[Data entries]
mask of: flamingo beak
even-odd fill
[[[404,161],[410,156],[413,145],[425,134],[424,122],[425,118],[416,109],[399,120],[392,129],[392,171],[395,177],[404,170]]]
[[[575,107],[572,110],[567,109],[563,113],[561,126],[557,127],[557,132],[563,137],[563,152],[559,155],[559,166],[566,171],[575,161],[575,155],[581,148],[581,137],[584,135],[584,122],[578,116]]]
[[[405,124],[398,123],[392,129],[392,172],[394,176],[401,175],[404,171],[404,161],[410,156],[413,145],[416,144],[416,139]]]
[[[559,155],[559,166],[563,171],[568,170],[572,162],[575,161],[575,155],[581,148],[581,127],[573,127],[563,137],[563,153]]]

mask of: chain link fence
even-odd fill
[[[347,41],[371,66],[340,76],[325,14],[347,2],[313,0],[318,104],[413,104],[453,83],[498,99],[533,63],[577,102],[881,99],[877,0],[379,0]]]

## TO DO
Rewrite every line of the items above as a numbered list, leaving out the blank lines.

## TASK ANSWER
1. mask of: flamingo beak
2. even-odd fill
3. [[[404,161],[410,156],[413,145],[425,134],[424,122],[425,118],[416,109],[399,120],[392,129],[392,171],[395,177],[404,170]]]
4. [[[575,107],[572,110],[567,109],[563,113],[561,126],[557,127],[557,132],[563,137],[563,152],[559,155],[559,166],[566,171],[575,161],[575,155],[581,148],[581,137],[584,135],[584,122],[578,116]]]
5. [[[405,124],[398,123],[392,129],[392,172],[394,176],[401,175],[404,171],[404,161],[410,156],[413,145],[416,144],[416,139]]]
6. [[[559,155],[559,166],[563,171],[568,170],[572,162],[575,161],[575,155],[581,148],[581,127],[573,127],[563,137],[563,153]]]
7. mask of: chain link fence
8. even-odd fill
9. [[[347,41],[371,66],[340,76],[325,14],[347,2],[313,0],[318,104],[413,104],[453,83],[498,99],[533,63],[577,102],[881,99],[877,0],[379,0]]]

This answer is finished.